* **Record set**
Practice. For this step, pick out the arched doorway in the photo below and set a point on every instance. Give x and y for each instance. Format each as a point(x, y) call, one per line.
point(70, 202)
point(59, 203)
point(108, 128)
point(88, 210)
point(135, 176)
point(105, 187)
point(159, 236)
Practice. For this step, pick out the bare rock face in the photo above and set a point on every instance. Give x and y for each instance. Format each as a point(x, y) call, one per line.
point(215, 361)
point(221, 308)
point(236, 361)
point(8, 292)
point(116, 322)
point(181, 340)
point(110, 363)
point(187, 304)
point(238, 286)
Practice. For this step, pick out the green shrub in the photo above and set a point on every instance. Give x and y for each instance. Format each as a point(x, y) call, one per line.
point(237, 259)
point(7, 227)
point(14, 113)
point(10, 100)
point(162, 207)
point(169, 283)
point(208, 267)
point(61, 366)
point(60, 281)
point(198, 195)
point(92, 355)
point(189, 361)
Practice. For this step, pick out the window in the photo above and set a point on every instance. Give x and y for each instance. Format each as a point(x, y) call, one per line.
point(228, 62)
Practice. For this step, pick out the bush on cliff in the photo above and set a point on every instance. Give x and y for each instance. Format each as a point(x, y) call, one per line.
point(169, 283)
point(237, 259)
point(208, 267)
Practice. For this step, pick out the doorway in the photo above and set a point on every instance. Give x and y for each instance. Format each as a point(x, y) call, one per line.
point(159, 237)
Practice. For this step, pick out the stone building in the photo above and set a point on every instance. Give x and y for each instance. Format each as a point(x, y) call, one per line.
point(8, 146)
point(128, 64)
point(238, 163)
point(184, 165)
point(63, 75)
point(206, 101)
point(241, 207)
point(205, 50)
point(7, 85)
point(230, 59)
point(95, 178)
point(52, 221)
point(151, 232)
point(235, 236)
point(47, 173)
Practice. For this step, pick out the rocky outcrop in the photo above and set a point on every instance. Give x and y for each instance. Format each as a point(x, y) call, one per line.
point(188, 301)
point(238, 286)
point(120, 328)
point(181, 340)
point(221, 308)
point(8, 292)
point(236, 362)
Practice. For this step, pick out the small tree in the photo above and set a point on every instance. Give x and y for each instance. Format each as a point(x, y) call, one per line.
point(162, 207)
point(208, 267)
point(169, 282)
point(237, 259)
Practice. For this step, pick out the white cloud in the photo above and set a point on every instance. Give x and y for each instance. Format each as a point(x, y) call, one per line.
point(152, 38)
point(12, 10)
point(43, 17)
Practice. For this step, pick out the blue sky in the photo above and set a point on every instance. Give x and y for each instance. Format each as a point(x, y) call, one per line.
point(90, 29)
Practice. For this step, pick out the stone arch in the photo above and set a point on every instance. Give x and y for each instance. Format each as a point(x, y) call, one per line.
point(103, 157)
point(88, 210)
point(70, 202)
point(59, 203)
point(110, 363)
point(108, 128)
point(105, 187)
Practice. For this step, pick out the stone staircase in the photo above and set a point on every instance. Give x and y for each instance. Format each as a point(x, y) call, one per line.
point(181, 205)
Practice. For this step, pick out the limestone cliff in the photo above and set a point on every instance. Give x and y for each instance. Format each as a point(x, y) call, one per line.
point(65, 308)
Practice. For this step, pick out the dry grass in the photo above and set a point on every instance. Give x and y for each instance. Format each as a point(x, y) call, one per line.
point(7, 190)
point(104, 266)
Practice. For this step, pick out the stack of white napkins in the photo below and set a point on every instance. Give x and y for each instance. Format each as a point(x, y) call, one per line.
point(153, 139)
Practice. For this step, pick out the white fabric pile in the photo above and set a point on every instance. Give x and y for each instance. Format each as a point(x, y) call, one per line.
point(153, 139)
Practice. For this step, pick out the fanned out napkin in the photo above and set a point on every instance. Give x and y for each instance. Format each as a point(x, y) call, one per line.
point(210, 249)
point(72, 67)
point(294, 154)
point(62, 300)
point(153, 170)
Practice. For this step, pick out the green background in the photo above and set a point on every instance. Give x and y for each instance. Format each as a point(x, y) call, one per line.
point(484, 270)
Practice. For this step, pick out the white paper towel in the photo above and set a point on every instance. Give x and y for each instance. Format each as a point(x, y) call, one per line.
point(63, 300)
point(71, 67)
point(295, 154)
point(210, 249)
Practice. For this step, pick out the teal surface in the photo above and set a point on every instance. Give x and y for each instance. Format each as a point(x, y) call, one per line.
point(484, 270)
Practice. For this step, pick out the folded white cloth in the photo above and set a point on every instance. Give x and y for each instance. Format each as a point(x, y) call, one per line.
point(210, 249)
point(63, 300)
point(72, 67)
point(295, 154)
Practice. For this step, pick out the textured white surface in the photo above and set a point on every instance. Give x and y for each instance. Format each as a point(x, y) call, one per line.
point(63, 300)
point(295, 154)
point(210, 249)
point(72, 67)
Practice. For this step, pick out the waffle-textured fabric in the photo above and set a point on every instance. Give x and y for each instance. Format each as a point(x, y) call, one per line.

* **Work required**
Return the material exactly. Leave out no line.

* **Exercise answer**
Practice. For this step, pick out the arched doorway in the photo below and set a point on every instance. Give x and y for each instance. Format each as a point(x, y) call, one per line.
point(70, 202)
point(59, 203)
point(108, 128)
point(88, 210)
point(135, 176)
point(105, 187)
point(159, 236)
Practice. For this step, pick out the bare rock face in the photo above and set a point on every instance. Give x and y for each instance. Format each as a point(x, y) call, one per line.
point(215, 361)
point(221, 308)
point(236, 361)
point(8, 292)
point(116, 322)
point(181, 340)
point(110, 363)
point(187, 304)
point(238, 286)
Practice. For this step, pick out the green shrub in the photo above and set a point on every instance. Give x and y for each instance. Format each as a point(x, y) call, one per line.
point(237, 259)
point(7, 227)
point(14, 113)
point(10, 100)
point(162, 207)
point(169, 283)
point(208, 267)
point(61, 366)
point(60, 281)
point(198, 195)
point(92, 355)
point(189, 361)
Practice. For this step, pick out the window in the photo above and set a point on every instance. Give x and y for each instance. Format each as a point(x, y) call, one per line.
point(228, 62)
Practice. For this step, pick out the bush on cliff in the photo above and set a point on every instance. Give x and y for each instance. Format each as a point(x, y) call, one per line.
point(169, 283)
point(237, 259)
point(208, 267)
Practice. For this step, pick out the doorway in the photo above and set a point on every instance. Give x and y for each instance. Format each as a point(x, y) call, one per line.
point(159, 237)
Practice. For this step, pick out the stone building in the photo above and set a point on every instance. Give x and y for each instance. Format each as a point(x, y) call, one per line.
point(8, 146)
point(128, 64)
point(238, 163)
point(184, 165)
point(63, 75)
point(206, 101)
point(241, 207)
point(205, 50)
point(7, 85)
point(230, 59)
point(95, 178)
point(52, 221)
point(151, 232)
point(235, 236)
point(47, 173)
Practice. For this step, pick out the rocky outcrop in the photo above and set a point on every instance. Give x and y for each instance. Format each as a point(x, y) call, one per line.
point(188, 301)
point(238, 286)
point(120, 328)
point(181, 340)
point(221, 308)
point(8, 292)
point(236, 362)
Practice. For this step, pick out the small tree in the photo above and set a point on every instance. Give x and y for each instance. Format each as a point(x, y) call, one per line.
point(162, 207)
point(208, 267)
point(169, 282)
point(237, 259)
Practice. For this step, pick out the white cloud in the photo above and set a point on every instance. Give x and y for each instance. Format each as a point(x, y) call, one per line.
point(152, 38)
point(12, 10)
point(43, 17)
Practice. For this step, pick out the blue sky in the photo above and set a point on every instance. Give x and y for each instance. Format each as a point(x, y) call, one per line.
point(90, 29)
Practice. For this step, pick out the stone arch in the photo above and set a point on every instance. Give x and y for each instance. Format each as a point(x, y) call, one per line.
point(103, 157)
point(88, 210)
point(70, 202)
point(59, 203)
point(110, 363)
point(108, 128)
point(105, 187)
Practice. For this step, pick out the stone staircase in the photo above and set a point on every instance. Give x and y for each instance. Format each as a point(x, y) call, one per line.
point(181, 205)
Practice. For this step, pick out the limestone cliff in the photo above and set a point on every instance. Give x and y for each instance. Format each as a point(x, y) call, one per line.
point(65, 308)
Practice. For this step, pick out the dry grass in the photo above and set a point on every instance. Give x and y for each instance. Format each as a point(x, y) call, one per line.
point(7, 190)
point(104, 266)
Practice. For this step, pick out the stack of white napkins in the photo below and set a point on every instance. Give x and y for each instance. Format each as a point(x, y) call, one per line.
point(153, 139)
Practice. For this step, pick out the white fabric pile in the photo above and set a point on every instance. Give x and y for each instance. Format each as a point(x, y) call, one per line.
point(153, 139)
Practice. For this step, pick out the fanned out napkin in the photo above and set a point on every instance. Give x and y for each instance. Format each as a point(x, y) call, one per line.
point(210, 249)
point(72, 67)
point(294, 154)
point(62, 300)
point(153, 170)
Practice. For this step, pick out the green background in the photo above and set a point on every instance. Give x and y for each instance. Format each as a point(x, y) call, one per line.
point(484, 270)
Practice. For this step, pick out the white paper towel in the photo above and set a point on every instance. Give x and y for each instance. Format each as a point(x, y) call, one per line.
point(63, 300)
point(71, 67)
point(295, 154)
point(210, 249)
Practice. For this step, pick out the teal surface in the photo above and set a point on every instance. Give x and y for each instance. Format each as a point(x, y) call, one per line.
point(484, 270)
Practice. For this step, pick out the folded white cloth in the photo above and set a point on every instance. Give x and y for each instance. Format each as a point(x, y) call, one per line.
point(210, 249)
point(63, 300)
point(72, 67)
point(295, 154)
Practice. For this step, pick out the textured white surface in the photo above and set a point on every instance. Give x and y for each instance. Format each as a point(x, y) call, one per line.
point(63, 300)
point(295, 154)
point(210, 249)
point(72, 67)
Practice. For this step, pick out the waffle-textured fabric in the photo above and set a point on every instance. Give x and y for each instance. Format each as a point(x, y) call, one per line.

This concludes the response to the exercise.